---------- SUPPLIED TEXT
OK

I should have known something was wrong. I should have run far, far away. From the outside, the company looked great. It was a local nonprofit serving the poorest of the poor, and the bosses loved me. From my first interview on, I was told that I was a rock star. I had no problem leaving my old job for something better, something more fitting for me.

I was on top of the world... I finally had a job that paid enough to survive and even splurge on myself a little. No, I couldn't do anything crazy, but I could pay my bills and still afford to see a movie now and then. I'd spent most of my 20s in college, pursuing a Bachelor's in business and finance and a Master's in a lucrative, practical field from a fairly prestigious university. I graduated at the worst time, in the middle of a recession... but I did what I had to do to get by until, finally, the economy improved and I landed my first post-graduate job. It was mostly administrative work, but it paid the bills and gave me experience, which was important. After almost two years there, I decided to try to find work in my given area, doing what I really wanted to be doing. So while I had a secure job, I started throwing my resume out to nonprofits in the area and waited for a bite.

The company recruited me from day one... they loved me. I was even able to negotiate a slightly higher salary than their original offer and everything looked great from the outside and I was on cloud nine. My life was finally headed in the right direction.
--------------------
---------- MATERIAL SUPPLIED
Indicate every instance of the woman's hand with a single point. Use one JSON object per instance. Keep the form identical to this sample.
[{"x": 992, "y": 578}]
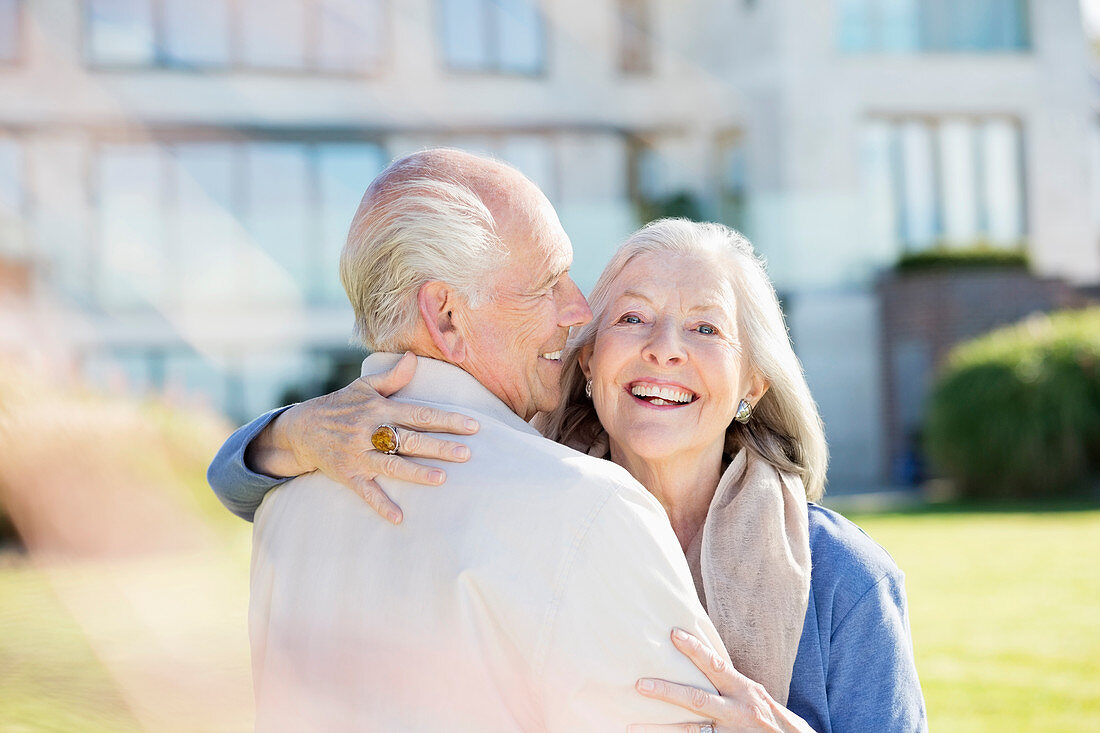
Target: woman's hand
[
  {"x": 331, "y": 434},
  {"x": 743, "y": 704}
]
--------------------
---------- MATERIAL SUPPLIED
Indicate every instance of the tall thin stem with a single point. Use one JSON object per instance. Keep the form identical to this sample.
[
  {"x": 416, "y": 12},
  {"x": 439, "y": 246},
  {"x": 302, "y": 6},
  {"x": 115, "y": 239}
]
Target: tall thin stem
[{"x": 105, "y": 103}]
--------------------
#### STATED TASK A
In the narrative about the new job, how long did the writer stay at the first post-graduate job before starting to look for work elsewhere?
#### STATED TASK B
Echo the part of the narrative between "I was on top" and "for a bite.", inclusive.
The rows aren't needed for anything here.

#### ANSWER A
Almost two years.

#### ANSWER B
I was on top of the world... I finally had a job that paid enough to survive and even splurge on myself a little. No, I couldn't do anything crazy, but I could pay my bills and still afford to see a movie now and then. I'd spent most of my 20s in college, pursuing a Bachelor's in business and finance and a Master's in a lucrative, practical field from a fairly prestigious university. I graduated at the worst time, in the middle of a recession... but I did what I had to do to get by until, finally, the economy improved and I landed my first post-graduate job. It was mostly administrative work, but it paid the bills and gave me experience, which was important. After almost two years there, I decided to try to find work in my given area, doing what I really wanted to be doing. So while I had a secure job, I started throwing my resume out to nonprofits in the area and waited for a bite.